■ **Work to be completed**
The passage below is about a bid for BEA. List every area it names as part of BEA's middleware range.

Start of Document extract

7) Oracle actually needs bona-fide, application-neutral middleware now, to tie together all the disparate legacy platforms it is now selling. So to customer CTOs, the deal makes a lot of sense, adding best of breed glue to Oracle’s mix.
3) IBM won’t counter-bid, because they’re already bigger in middleware than Oracle and BEA put together. To them, the software’s a commodity – it’s the human talent that deploys it that customers pay a premium for.

Davids arguments are pretty compelling but here is my top 5 list why I think HP will be white knight to BEA and make a higher counter bid:
1)HP is now bigger than IBM in revenues and needs to grow them; they have been taking the software root of late with Mercury Interactive etc;
2)Despite the Bluestone fiasco of nearly a decade ago; BEA is top value middleware: from SOA through BPM to transaction processing and lots of dashboard and portal territory in between;
3)If HP is serious about SOA; this is the best buy by far – it puts HP at the head of not just SOA but also middleware class;
4)SOA and ESB helps sell servers and storage; HP has lots of servers and storage infrastructure to sell;
5)HP has at least $8B in positive working capital and projected cashflow income to spare – they can easily afford a counter bid to Oracles low-ball first offer.
So lets see what happens now that the phony Sitzkrieg of “nothings up” continues this week between BEA and Oracle.

End of Document extract
Start of Extracted data

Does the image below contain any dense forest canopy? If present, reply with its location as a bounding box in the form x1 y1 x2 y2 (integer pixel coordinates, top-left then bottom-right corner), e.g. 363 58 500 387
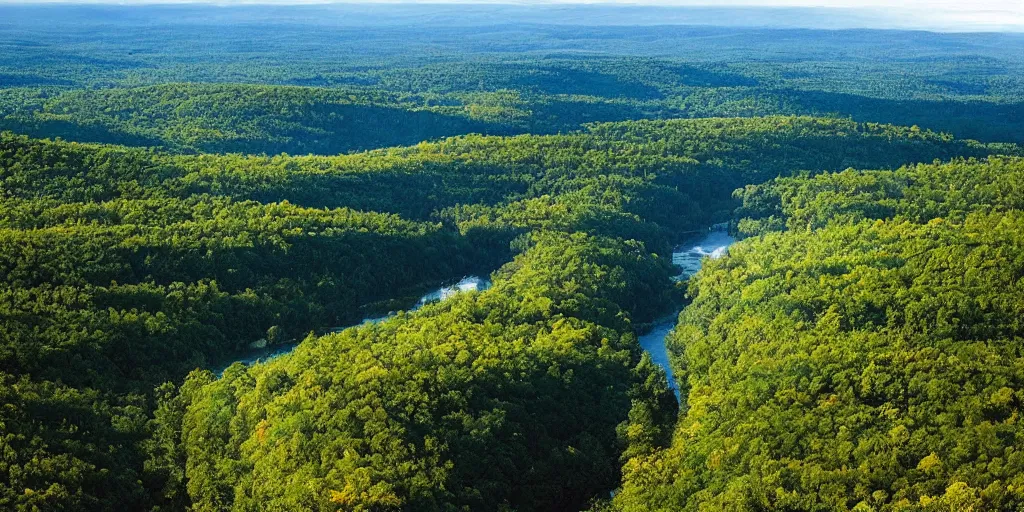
615 159 1024 510
0 5 1024 512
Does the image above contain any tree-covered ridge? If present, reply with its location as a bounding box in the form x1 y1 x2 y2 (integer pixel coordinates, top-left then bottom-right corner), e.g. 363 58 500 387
158 233 675 510
613 159 1024 510
8 77 1020 155
5 84 511 155
0 117 1018 510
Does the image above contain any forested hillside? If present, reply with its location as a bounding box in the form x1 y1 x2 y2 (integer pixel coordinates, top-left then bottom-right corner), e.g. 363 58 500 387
614 159 1024 510
0 118 1017 509
0 4 1024 512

End of Extracted data

■ **Written solution**
- SOA
- BPM
- transaction processing
- dashboard
- portal